======== Extracted information
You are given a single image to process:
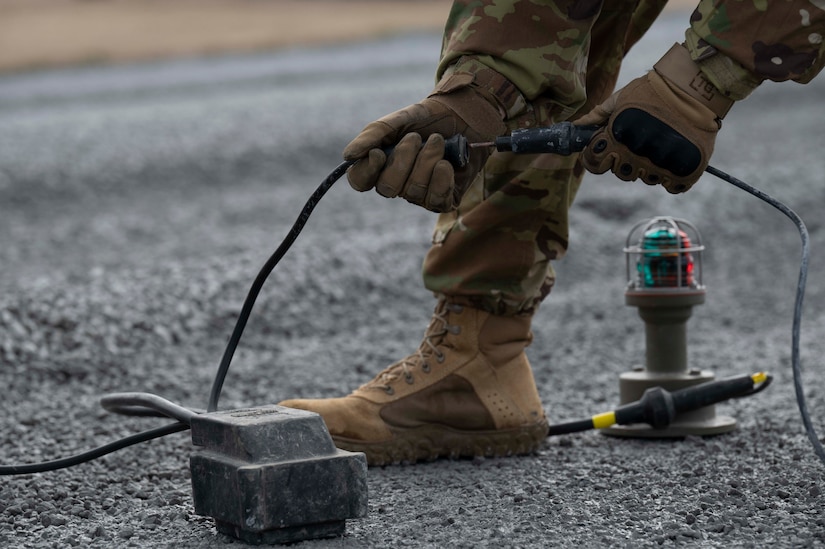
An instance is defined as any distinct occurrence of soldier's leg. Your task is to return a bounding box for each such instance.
[281,5,665,465]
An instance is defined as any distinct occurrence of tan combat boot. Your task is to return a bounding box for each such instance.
[280,300,548,465]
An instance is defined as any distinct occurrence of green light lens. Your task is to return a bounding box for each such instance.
[636,227,694,288]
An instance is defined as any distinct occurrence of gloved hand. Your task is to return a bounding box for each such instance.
[344,75,506,212]
[575,44,733,194]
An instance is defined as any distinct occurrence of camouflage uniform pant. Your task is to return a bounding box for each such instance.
[423,0,665,315]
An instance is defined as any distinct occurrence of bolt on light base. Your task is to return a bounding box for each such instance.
[602,217,736,438]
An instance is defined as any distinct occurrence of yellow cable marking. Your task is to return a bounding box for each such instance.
[592,412,616,429]
[751,372,768,384]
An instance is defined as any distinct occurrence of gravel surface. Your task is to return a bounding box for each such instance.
[0,13,825,549]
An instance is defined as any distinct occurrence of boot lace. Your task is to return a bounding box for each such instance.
[364,302,463,395]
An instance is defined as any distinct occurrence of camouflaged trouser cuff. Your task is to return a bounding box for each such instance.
[685,29,762,101]
[434,56,527,120]
[433,55,582,130]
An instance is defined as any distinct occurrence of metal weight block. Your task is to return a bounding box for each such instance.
[189,405,367,544]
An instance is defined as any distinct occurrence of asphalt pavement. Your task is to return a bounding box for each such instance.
[0,14,825,549]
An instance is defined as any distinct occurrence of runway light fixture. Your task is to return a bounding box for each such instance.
[602,217,736,438]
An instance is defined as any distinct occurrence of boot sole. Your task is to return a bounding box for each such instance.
[332,420,549,467]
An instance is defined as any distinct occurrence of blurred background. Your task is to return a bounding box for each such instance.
[0,0,450,72]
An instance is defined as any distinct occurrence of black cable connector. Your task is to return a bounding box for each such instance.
[547,372,773,436]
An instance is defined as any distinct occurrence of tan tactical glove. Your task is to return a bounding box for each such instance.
[344,73,506,212]
[575,44,733,194]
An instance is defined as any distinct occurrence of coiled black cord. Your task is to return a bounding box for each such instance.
[0,161,825,476]
[705,166,825,464]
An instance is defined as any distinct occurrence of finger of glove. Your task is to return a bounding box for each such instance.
[573,92,619,126]
[347,149,387,192]
[343,120,397,160]
[401,133,444,206]
[375,133,421,198]
[581,128,616,174]
[662,178,696,194]
[424,160,460,212]
[343,100,444,160]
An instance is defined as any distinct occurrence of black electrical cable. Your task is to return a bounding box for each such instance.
[705,166,825,464]
[100,393,198,425]
[206,160,355,412]
[0,422,189,476]
[0,151,825,470]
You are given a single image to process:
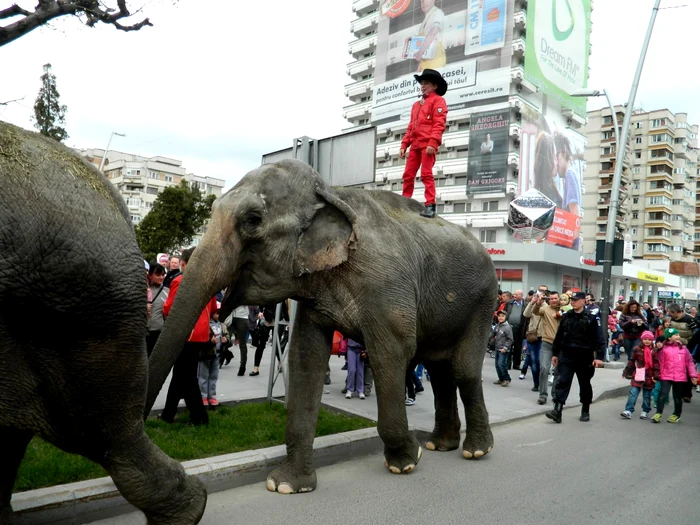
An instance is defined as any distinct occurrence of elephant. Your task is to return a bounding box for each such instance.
[0,122,207,525]
[146,160,497,493]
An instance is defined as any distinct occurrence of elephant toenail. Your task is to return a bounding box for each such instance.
[277,483,294,494]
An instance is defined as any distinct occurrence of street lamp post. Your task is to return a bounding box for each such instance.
[576,0,661,336]
[100,131,126,171]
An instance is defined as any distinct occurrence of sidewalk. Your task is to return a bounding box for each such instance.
[153,345,629,431]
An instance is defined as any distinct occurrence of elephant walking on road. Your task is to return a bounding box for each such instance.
[0,122,207,525]
[146,160,497,493]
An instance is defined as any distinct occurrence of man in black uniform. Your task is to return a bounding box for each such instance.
[545,292,605,423]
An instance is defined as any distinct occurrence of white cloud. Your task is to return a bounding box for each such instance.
[0,0,700,192]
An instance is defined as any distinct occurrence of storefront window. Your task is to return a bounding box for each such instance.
[496,268,523,292]
[561,274,581,292]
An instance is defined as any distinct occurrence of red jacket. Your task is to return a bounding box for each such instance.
[401,93,447,150]
[163,274,216,343]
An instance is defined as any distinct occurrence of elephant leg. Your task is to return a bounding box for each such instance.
[367,342,422,474]
[0,427,33,525]
[267,304,333,494]
[93,427,207,525]
[452,323,493,459]
[424,361,461,451]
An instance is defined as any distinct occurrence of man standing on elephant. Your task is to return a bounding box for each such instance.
[160,248,217,425]
[399,69,447,218]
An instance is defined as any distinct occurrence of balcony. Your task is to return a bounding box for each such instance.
[350,12,379,34]
[345,78,374,100]
[348,34,377,56]
[347,56,377,77]
[352,0,377,16]
[343,100,372,120]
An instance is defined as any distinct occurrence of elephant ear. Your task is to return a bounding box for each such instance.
[294,187,357,277]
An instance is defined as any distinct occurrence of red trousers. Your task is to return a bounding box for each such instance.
[403,148,435,206]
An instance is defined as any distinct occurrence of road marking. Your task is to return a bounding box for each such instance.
[518,439,554,447]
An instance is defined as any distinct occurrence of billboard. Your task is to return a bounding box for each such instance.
[467,109,510,195]
[372,0,514,125]
[518,106,586,250]
[525,0,591,117]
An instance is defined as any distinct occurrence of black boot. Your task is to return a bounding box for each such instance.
[578,405,591,422]
[545,403,564,423]
[420,204,437,219]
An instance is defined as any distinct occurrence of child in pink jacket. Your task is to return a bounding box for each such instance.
[651,328,698,423]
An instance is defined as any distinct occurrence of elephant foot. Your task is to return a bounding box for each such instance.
[384,438,423,474]
[425,432,459,452]
[267,465,316,494]
[462,426,493,459]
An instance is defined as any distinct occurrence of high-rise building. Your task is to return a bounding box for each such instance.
[78,148,225,224]
[582,106,700,304]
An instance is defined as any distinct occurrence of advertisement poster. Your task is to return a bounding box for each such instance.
[467,109,510,195]
[525,0,591,117]
[518,106,586,250]
[372,0,513,125]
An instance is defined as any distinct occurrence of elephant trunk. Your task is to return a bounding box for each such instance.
[144,227,239,417]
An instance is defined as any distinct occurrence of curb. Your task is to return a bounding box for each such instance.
[12,427,428,525]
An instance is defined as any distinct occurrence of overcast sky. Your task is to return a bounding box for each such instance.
[0,0,700,187]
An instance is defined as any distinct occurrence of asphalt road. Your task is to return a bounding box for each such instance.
[95,395,700,525]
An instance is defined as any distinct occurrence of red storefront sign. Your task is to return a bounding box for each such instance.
[547,208,581,248]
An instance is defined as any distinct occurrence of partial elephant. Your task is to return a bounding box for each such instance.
[146,160,497,493]
[0,122,206,525]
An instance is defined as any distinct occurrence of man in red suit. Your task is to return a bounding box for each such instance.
[399,69,447,218]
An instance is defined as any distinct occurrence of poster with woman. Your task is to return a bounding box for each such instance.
[518,107,586,250]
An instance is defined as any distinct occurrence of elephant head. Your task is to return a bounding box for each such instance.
[146,160,357,415]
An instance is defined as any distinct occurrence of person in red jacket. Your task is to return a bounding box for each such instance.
[399,69,447,218]
[160,248,217,425]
================
**Set problem**
Rewrite all of the data above as a numbered list, skipping any blank lines and omitting the pictures.

**Finished answer**
1. You are given a single image to process:
2. An instance is defined as any distinct occurrence of soldier's leg. Your task is to return a bounding box for each such instance.
3. [281,5,665,465]
4. An instance is defined as any distinct occurrence of tan combat boot. Your task is to return a bounding box for each such instance.
5. [280,300,548,465]
6. An instance is defined as any distinct occurrence of green light lens. Your task is to return a bounding box for each such instance.
7. [636,227,694,288]
8. An instance is defined as any distinct occurrence of gloved hand. Your task is to return a bounding box for each such instance.
9. [344,75,506,212]
10. [575,44,733,194]
11. An instance is defined as any distinct occurrence of camouflage uniform pant. Your task is to return a bounding box for each such instance.
12. [423,0,665,315]
13. An instance is defined as any distinct occurrence of bolt on light base. Your task is to return a bounding box for each such instance.
14. [602,217,736,438]
15. An instance is defined as any distinct occurrence of yellow cable marking. Your task is to return a bounding box for each such instance.
16. [592,412,616,429]
17. [751,372,768,384]
18. An instance is defined as any distinct occurrence of gravel surface. Your task is to return a bounding box for each such instance.
19. [0,13,825,549]
20. An instance is defined as any distinct occurrence of boot lace. Your task is to return a bounding box for each such instance.
21. [364,302,463,395]
22. An instance is defined as any distinct occurrence of camouflaged trouser cuff. Your task is to return a bounding box for each such instance.
23. [685,29,762,101]
24. [434,56,527,120]
25. [433,55,582,130]
26. An instance is defined as any distinct occurrence of metal weight block. Your task is to return a bounding box for each such instance.
27. [189,405,367,544]
28. An instance is defined as any distinct occurrence of asphalt pavement. Your task is to return a bounding box for each such instance.
29. [0,14,825,549]
30. An instance is defined as any distinct occurrence of runway light fixture. Your task is to return a bounding box for each such instance.
31. [602,217,736,438]
32. An instance is defined as any distinct occurrence of boot sole. Your task is to return a bounding box for each such instance.
33. [332,420,549,467]
34. An instance is defined as any distinct occurrence of blurred background. Your task is to return a bounding box for each such instance.
35. [0,0,450,72]
36. An instance is defined as any distinct occurrence of black cable connector. Your task is to return a bounding box for each such instance.
37. [547,372,773,436]
38. An instance is defined as any distinct occurrence of tan tactical glove. Your task is to return a bounding box for each such instance.
39. [344,73,506,212]
40. [575,44,733,194]
41. An instance is defined as any distinct occurrence of coiled black cord. Your task is to return a bounding box for each such instance.
42. [0,161,825,476]
43. [705,166,825,464]
44. An instance is defined as any distinct occurrence of finger of glove. Your task is to return a bounding box for each such instance.
45. [573,92,619,126]
46. [347,149,387,192]
47. [343,120,397,160]
48. [401,133,444,206]
49. [375,133,421,198]
50. [581,128,616,174]
51. [662,178,696,194]
52. [424,160,460,212]
53. [343,100,444,160]
54. An instance is defined as any distinct occurrence of black electrical cable. Your task is to return a bounding box for each such instance.
55. [705,166,825,464]
56. [100,393,198,425]
57. [206,160,355,412]
58. [0,422,189,476]
59. [0,151,825,470]
60. You are given a single image to process:
61. An instance is defined as any distinct occurrence of elephant. Your task is to return a bounding box for each such instance.
62. [0,122,207,525]
63. [146,160,497,493]
64. An instance is defined as any distinct occurrence of elephant toenail. Your task is to return a bounding box for each such instance.
65. [277,483,294,494]
66. An instance is defined as any distinct occurrence of street lamp post. Your task is to return a bounding box for each such instance.
67. [576,0,661,336]
68. [100,131,126,171]
69. An instance is defined as any distinct occurrence of sidewalk. Your task is to return a bounding box for each such instance.
70. [153,345,629,431]
71. An instance is defined as any distinct occurrence of elephant walking on road. Your task is to return a bounding box for each such instance.
72. [0,122,207,525]
73. [146,160,497,493]
74. An instance is defined as any distinct occurrence of man in black uniform. Your task is to return a bounding box for each such instance.
75. [545,292,605,423]
76. An instance is defined as any distinct occurrence of white cloud. Your task is to return a bounding box for each such instance.
77. [0,0,700,192]
78. An instance is defined as any distinct occurrence of storefront window. Your task is to return a bounding box for each such instance.
79. [496,268,523,292]
80. [561,274,581,292]
81. An instance is defined as any distinct occurrence of red jacket. Your task is to return a bounding box for each such instance.
82. [401,93,447,150]
83. [163,274,216,343]
84. An instance is defined as any distinct occurrence of elephant leg. Your task is to return a bounding box for each such instance.
85. [367,342,422,474]
86. [0,427,33,525]
87. [267,304,333,494]
88. [93,427,207,525]
89. [452,323,493,459]
90. [424,361,461,451]
91. An instance is defined as any distinct occurrence of man standing on elephant. Your task is to return a bounding box for each such instance.
92. [160,248,217,425]
93. [399,69,447,218]
94. An instance is defined as any distinct occurrence of balcony. Your task is to return a bounding box for each such instance.
95. [350,12,379,34]
96. [345,78,374,100]
97. [348,34,377,56]
98. [347,56,377,77]
99. [352,0,377,16]
100. [343,100,372,120]
101. An instance is defined as any distinct occurrence of elephant ear. Your task is to return a bounding box for each such instance.
102. [294,187,357,277]
103. An instance is defined as any distinct occurrence of red trousers. Your task is to return a bounding box for each such instance.
104. [403,148,435,206]
105. An instance is defined as any distinct occurrence of road marking. Your task is to return a bounding box for each such instance.
106. [518,439,554,447]
107. An instance is defined as any distinct occurrence of billboard. Your task is to return a bounding box for each such instance.
108. [467,109,510,195]
109. [372,0,514,125]
110. [518,106,586,250]
111. [525,0,591,117]
112. An instance is defined as any distinct occurrence of black boot. Your task is to return a bounding box for each such instance.
113. [578,405,591,422]
114. [545,403,564,423]
115. [420,204,437,219]
116. An instance is defined as any distinct occurrence of child in pink jacket. Your task is to return a bounding box for each such instance.
117. [651,328,698,423]
118. An instance is defined as any distinct occurrence of elephant foot. Your task is to return a bounding box for each such instance.
119. [384,438,423,474]
120. [425,432,459,452]
121. [267,465,316,494]
122. [462,426,493,459]
123. An instance is defined as any distinct occurrence of high-rise building. Your task is to return a bounding box for each such instance.
124. [78,148,225,224]
125. [582,106,700,304]
126. An instance is defined as any distinct occurrence of advertisement poster. Your task is to return a bounding box for each such instance.
127. [467,109,510,195]
128. [525,0,591,117]
129. [518,106,586,250]
130. [372,0,513,125]
131. An instance is defined as any distinct occurrence of elephant trunk. Your task is to return a bounding box for each such instance.
132. [144,227,239,417]
133. An instance is defined as any distinct occurrence of curb. Your task is to return a bounding box for each such instance.
134. [12,427,428,525]
135. An instance is defined as any distinct occurrence of overcast sky. Your task is to return a bounding box for each such instance.
136. [0,0,700,187]
137. An instance is defined as any distinct occurrence of asphalt road. Your task is to return a bounding box for each such instance.
138. [95,395,700,525]
139. An instance is defined as any distinct occurrence of red storefront sign. Your task is to return a bounding box for each such instance.
140. [547,208,581,248]
141. An instance is defined as any distinct occurrence of partial elephant. Your task is to return a bounding box for each such instance.
142. [146,160,497,493]
143. [0,122,206,525]
144. An instance is defined as any distinct occurrence of man in red suit. Your task is to return a bounding box for each such instance.
145. [399,69,447,218]
146. An instance is defined as any distinct occurrence of poster with woman. Your task is to return a bounding box for each such instance.
147. [518,107,586,250]
148. An instance is defined as any distinct occurrence of elephant head. Your task is to return a bounding box for each such instance.
149. [146,160,357,415]
150. An instance is defined as any distinct occurrence of person in red jacket. Your task is to return a bounding box for each such instance.
151. [399,69,447,218]
152. [160,248,217,425]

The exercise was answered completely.